(Beginning of RECORDS PROVIDED)
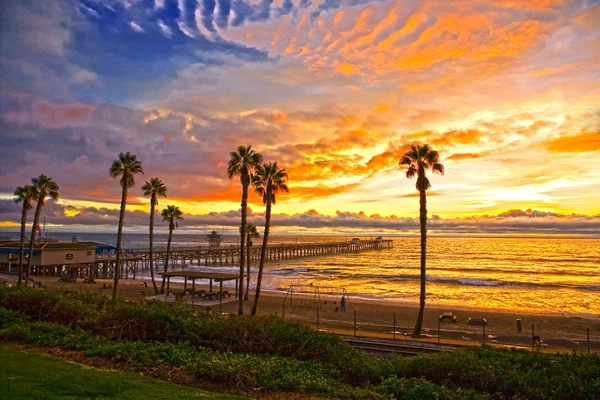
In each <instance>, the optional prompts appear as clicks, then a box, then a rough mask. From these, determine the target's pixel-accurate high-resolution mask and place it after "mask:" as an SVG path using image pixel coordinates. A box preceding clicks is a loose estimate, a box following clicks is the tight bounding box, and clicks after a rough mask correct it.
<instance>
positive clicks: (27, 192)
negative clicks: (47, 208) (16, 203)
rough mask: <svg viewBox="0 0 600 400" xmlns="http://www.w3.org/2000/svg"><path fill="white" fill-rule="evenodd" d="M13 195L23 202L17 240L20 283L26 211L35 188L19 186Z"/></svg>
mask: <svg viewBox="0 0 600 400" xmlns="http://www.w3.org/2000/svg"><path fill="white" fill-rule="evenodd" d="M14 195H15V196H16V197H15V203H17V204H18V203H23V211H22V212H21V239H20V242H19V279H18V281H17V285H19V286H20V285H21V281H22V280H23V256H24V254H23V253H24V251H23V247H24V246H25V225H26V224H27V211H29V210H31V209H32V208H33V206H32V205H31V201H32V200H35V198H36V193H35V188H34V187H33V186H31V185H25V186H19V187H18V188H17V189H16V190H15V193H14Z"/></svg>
(End of RECORDS PROVIDED)
(Beginning of RECORDS PROVIDED)
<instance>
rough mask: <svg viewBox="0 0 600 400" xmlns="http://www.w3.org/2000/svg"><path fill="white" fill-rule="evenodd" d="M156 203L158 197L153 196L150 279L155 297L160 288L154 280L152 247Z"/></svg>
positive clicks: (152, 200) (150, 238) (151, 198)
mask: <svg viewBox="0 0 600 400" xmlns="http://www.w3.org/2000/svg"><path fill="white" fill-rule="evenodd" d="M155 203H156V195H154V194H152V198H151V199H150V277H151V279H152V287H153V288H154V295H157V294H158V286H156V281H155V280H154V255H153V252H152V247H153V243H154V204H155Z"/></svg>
(End of RECORDS PROVIDED)
- [TASK ITEM]:
Rewrite the data from the line containing "In each <instance>, the" through the line containing "195L23 202L17 240L20", with every "rough mask" changed to "coarse mask" and nothing else altered. Return only those lines.

- [ANSWER BOX]:
In each <instance>, the optional prompts appear as clicks, then a box, then a coarse mask. From these, determine the target's pixel-accurate high-resolution mask and place it after "mask:" as an SVG path using image pixel coordinates. A box preceding clicks is a loose estimate, a box following clicks is the tight bounding box, and clicks after a coarse mask correct it.
<instance>
positive clicks: (27, 192)
negative clicks: (47, 208) (16, 203)
coarse mask: <svg viewBox="0 0 600 400" xmlns="http://www.w3.org/2000/svg"><path fill="white" fill-rule="evenodd" d="M13 195L23 202L17 240L20 283L26 211L35 188L19 186Z"/></svg>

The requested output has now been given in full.